(Collection entries)
++++++++++++++++++++

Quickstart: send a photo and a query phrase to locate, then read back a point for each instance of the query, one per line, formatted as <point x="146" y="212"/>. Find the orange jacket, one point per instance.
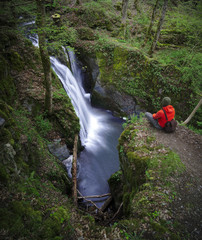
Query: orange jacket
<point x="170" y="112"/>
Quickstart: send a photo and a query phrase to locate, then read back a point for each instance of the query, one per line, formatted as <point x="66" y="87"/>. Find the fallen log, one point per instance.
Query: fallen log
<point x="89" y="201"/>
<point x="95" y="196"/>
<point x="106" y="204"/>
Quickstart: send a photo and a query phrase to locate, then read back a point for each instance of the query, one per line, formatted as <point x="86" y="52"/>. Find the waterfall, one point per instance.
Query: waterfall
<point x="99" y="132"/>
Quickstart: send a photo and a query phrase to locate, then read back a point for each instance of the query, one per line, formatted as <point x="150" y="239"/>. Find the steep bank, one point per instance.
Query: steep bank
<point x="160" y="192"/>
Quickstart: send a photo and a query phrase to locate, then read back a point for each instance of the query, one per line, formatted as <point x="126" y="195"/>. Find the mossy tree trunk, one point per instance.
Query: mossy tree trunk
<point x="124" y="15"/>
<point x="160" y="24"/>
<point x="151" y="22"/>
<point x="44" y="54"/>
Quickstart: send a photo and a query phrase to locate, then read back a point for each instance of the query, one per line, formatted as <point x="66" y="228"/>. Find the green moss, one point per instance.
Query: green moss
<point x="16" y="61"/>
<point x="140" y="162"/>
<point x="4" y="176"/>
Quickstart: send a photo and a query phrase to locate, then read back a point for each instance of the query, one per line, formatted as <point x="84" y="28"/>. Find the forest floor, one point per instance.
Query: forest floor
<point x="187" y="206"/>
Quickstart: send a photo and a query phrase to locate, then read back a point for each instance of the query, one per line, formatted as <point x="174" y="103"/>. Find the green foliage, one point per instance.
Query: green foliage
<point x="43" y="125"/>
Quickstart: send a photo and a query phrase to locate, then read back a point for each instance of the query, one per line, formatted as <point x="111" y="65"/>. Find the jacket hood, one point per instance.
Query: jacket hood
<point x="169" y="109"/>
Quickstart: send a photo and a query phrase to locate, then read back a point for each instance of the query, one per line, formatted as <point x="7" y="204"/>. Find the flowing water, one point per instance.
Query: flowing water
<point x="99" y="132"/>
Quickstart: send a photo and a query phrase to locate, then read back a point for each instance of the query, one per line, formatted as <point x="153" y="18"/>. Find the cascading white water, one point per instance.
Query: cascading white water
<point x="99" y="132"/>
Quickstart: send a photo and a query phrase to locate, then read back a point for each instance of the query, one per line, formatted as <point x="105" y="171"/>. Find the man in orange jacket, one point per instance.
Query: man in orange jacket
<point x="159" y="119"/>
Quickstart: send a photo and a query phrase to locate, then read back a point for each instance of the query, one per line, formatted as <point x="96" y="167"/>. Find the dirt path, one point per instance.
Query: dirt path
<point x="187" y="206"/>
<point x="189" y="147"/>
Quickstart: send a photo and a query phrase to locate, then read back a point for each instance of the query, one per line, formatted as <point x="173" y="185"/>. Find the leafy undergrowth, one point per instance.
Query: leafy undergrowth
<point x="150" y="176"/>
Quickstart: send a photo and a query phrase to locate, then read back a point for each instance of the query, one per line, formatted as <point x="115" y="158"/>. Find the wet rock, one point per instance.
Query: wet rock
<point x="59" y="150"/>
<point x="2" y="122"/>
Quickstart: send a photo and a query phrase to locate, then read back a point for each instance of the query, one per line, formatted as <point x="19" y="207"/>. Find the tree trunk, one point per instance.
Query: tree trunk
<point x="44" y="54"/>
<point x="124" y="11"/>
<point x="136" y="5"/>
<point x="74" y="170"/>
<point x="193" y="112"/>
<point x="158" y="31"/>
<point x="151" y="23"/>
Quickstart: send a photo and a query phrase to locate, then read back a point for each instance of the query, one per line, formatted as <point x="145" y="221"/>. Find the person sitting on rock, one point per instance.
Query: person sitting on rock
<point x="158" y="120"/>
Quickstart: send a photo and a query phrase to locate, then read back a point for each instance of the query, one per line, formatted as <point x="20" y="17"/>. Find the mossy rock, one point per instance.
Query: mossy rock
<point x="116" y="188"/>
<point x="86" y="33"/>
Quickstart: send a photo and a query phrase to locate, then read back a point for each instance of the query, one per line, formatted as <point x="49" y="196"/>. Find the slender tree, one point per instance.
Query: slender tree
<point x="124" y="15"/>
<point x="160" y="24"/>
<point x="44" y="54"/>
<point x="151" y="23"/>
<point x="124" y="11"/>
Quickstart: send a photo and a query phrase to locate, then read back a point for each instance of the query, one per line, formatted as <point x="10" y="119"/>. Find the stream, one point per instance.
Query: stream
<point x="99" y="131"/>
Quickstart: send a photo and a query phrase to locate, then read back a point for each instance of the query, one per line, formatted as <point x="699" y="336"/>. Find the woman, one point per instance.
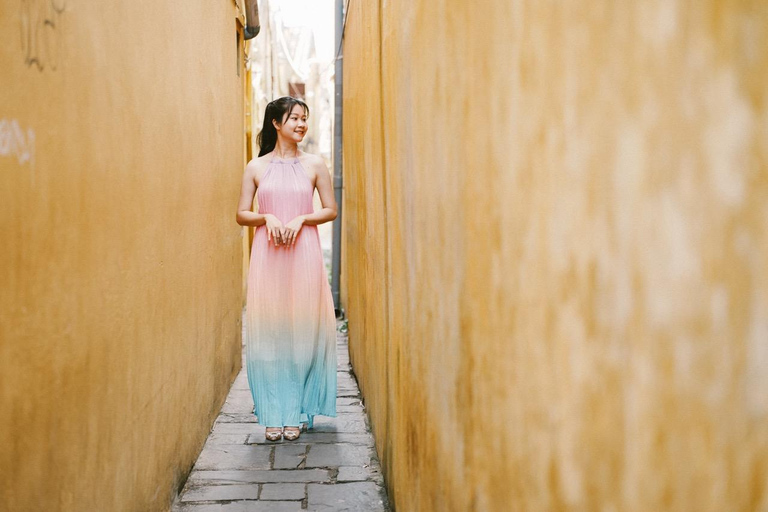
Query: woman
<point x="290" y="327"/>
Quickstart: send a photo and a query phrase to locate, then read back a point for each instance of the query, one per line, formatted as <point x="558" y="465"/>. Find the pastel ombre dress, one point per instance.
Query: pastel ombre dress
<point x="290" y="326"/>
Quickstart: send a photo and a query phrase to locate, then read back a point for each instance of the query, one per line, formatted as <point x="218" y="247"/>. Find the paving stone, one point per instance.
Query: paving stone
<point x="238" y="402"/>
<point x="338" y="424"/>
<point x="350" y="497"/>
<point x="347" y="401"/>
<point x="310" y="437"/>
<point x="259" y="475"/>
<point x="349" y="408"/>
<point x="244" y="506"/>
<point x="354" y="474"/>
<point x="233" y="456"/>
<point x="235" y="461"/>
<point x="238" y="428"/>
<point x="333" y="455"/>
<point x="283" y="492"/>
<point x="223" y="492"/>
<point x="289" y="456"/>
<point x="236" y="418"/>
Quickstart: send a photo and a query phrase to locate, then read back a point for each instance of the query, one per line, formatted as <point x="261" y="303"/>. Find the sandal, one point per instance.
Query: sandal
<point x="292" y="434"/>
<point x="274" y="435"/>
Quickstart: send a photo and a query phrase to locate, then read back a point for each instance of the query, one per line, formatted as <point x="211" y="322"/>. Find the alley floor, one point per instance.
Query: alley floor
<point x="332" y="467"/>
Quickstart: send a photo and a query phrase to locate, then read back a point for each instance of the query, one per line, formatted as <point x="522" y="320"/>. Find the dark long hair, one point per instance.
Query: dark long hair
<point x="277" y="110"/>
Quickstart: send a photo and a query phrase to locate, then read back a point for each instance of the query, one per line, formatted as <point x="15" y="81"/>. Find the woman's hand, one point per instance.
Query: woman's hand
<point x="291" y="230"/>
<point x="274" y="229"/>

++++++++++++++++++++

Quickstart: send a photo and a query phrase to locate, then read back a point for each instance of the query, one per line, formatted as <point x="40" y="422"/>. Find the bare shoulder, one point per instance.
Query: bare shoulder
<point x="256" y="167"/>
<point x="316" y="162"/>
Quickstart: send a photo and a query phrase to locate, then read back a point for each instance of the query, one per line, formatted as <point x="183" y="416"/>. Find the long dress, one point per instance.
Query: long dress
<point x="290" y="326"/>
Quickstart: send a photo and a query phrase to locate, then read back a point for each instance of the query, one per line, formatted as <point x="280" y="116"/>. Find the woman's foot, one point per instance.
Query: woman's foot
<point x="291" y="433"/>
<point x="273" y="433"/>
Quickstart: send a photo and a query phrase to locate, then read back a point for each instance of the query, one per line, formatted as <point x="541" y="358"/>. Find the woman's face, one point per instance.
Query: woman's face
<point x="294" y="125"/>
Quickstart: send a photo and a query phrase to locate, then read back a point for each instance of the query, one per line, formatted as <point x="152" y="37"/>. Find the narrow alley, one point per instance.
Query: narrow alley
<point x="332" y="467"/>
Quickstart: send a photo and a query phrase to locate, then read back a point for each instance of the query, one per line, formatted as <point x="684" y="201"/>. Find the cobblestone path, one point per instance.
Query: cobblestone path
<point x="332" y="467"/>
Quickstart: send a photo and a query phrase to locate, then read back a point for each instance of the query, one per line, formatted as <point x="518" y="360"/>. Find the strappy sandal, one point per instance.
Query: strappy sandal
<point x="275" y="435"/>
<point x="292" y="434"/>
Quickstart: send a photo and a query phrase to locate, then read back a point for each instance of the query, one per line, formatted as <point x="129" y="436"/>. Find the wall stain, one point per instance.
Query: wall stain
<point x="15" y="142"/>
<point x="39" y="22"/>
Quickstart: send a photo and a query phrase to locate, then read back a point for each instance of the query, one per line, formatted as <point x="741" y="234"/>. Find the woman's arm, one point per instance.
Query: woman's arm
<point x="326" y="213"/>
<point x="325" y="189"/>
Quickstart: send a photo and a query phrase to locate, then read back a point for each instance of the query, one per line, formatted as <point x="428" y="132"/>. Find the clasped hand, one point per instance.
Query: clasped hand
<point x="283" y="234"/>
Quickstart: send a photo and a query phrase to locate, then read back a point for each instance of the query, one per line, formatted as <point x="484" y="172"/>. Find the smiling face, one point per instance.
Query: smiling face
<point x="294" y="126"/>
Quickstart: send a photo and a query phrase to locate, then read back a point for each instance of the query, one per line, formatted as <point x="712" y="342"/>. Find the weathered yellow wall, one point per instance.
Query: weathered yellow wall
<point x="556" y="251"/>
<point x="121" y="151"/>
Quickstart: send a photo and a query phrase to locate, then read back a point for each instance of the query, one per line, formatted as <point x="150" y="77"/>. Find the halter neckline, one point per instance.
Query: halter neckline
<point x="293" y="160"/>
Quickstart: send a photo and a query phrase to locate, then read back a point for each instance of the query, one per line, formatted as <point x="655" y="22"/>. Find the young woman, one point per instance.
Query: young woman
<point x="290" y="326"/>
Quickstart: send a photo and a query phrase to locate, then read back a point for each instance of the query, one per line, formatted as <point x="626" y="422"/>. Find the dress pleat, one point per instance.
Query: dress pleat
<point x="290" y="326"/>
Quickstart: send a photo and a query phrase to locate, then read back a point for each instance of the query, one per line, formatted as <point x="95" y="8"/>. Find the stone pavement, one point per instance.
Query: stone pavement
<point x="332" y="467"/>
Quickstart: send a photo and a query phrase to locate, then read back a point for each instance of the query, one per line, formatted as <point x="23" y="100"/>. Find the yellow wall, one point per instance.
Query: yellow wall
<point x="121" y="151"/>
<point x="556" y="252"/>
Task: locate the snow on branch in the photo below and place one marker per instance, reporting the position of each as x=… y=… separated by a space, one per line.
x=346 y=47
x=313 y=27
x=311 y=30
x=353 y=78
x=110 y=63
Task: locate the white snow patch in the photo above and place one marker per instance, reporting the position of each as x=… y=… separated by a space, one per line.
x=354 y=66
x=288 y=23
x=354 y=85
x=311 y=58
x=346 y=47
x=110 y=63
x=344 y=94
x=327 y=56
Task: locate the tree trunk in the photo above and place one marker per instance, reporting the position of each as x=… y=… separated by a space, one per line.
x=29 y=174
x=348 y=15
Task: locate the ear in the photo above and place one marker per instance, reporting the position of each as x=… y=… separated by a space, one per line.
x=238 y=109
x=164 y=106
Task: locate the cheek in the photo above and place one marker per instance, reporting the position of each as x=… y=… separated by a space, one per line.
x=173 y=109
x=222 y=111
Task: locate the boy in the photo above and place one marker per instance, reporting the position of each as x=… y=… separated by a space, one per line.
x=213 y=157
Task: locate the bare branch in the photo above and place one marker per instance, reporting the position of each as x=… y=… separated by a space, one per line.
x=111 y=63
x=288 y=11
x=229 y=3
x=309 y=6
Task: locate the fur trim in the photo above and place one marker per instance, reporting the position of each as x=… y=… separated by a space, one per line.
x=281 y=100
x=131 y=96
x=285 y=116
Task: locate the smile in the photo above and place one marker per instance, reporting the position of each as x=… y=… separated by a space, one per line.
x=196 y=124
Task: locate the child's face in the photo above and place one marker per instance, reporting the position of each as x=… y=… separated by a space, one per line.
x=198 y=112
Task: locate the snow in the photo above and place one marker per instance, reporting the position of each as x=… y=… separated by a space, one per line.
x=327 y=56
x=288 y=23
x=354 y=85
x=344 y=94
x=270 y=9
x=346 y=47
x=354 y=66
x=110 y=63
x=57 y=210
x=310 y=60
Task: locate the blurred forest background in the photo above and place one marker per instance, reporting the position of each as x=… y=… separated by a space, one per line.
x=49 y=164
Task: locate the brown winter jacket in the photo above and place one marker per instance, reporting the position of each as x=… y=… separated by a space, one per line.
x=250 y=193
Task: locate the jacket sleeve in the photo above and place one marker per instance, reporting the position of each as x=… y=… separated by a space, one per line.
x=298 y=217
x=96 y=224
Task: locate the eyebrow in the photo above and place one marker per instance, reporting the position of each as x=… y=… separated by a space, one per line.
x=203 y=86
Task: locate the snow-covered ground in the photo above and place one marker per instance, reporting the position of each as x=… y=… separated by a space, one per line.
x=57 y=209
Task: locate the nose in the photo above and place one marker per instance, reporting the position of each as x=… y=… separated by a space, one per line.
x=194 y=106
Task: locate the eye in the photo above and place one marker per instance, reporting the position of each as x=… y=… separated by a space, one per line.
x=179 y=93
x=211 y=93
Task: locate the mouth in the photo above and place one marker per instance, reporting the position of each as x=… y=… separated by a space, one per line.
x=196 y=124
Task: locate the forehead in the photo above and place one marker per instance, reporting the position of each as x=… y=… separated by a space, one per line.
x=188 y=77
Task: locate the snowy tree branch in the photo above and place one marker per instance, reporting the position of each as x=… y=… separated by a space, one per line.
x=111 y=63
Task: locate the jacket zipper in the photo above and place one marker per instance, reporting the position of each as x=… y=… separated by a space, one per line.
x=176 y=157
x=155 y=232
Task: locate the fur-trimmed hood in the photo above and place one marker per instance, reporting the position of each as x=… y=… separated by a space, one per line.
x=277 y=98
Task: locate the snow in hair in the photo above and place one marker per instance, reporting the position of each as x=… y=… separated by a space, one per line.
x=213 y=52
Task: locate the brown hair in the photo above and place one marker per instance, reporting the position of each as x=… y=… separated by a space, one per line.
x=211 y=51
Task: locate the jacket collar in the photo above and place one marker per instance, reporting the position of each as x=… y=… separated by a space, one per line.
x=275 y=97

++++++++++++++++++++

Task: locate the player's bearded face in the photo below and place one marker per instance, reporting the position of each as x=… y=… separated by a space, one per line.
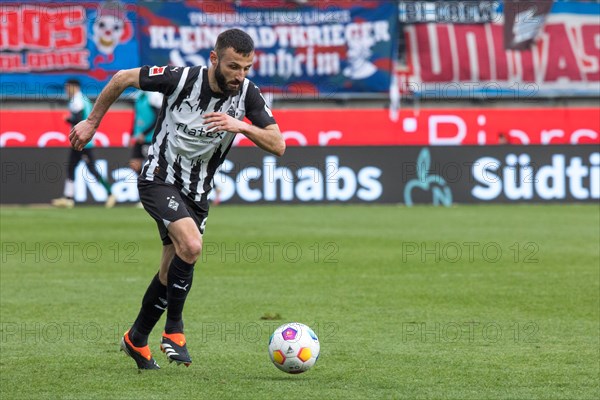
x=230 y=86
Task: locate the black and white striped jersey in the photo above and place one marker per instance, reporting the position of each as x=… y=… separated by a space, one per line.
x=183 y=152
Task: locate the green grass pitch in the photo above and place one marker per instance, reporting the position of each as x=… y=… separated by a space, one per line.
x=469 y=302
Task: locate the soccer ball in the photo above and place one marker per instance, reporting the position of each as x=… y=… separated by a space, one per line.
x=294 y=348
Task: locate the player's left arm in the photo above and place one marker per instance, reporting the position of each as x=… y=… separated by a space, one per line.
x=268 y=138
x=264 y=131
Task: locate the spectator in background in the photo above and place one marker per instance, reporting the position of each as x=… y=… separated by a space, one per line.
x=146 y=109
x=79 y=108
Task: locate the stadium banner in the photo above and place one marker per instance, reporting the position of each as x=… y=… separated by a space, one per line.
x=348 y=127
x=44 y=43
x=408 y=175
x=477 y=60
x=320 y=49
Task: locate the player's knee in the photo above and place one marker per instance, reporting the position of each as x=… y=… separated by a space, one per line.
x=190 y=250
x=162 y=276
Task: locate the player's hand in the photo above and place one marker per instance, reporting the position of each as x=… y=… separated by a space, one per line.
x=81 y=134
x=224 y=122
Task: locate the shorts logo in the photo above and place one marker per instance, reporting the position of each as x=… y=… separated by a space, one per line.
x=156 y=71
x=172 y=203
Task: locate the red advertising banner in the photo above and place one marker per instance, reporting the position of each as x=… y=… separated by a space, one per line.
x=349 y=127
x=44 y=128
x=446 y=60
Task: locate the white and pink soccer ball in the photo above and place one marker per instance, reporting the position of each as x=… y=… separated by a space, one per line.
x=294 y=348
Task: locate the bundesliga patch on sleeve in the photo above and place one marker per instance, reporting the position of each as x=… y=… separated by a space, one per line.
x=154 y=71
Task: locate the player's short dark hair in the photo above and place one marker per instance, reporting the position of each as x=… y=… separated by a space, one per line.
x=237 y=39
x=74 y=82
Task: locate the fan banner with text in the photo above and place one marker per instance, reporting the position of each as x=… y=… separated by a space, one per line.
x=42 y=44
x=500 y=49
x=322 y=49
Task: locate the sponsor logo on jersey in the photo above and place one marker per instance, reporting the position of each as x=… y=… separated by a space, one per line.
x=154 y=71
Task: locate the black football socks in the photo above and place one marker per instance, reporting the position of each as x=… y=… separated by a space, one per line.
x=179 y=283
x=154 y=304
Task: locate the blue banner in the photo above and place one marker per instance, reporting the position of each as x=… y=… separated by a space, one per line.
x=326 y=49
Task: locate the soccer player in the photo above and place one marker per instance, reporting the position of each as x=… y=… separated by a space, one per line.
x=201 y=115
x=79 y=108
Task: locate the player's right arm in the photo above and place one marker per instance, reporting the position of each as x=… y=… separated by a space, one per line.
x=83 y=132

++++++++++++++++++++

# What to do
Reproduce, character for character, only the lines of the preceding data that start at the line with "moss, one point per instance." and end at the line with "hood, one point per instance.", both included.

# Your response
Quickstart: send a photo and a query phrase to locate, then read back a point for each instance of the query, one per line, formatted as <point x="66" y="228"/>. Find the green moss, one point per instance.
Query: green moss
<point x="16" y="61"/>
<point x="140" y="162"/>
<point x="4" y="176"/>
Quickstart: send a photo and a query phrase to locate, then read back a point for each instance of the query, one per line, formatted as <point x="84" y="28"/>. Find the forest floor, one point per instance.
Query: forest floor
<point x="187" y="206"/>
Quickstart: send a photo and a query phrase to locate, then read back a point for each instance of the query, one per line, formatted as <point x="174" y="103"/>. Find the green foliage, one point per instance.
Query: green foliage
<point x="43" y="125"/>
Quickstart: send a photo and a query phrase to locate, then read back a point for each instance of the query, one per line, formatted as <point x="111" y="65"/>. Find the jacket hood, one point per instance.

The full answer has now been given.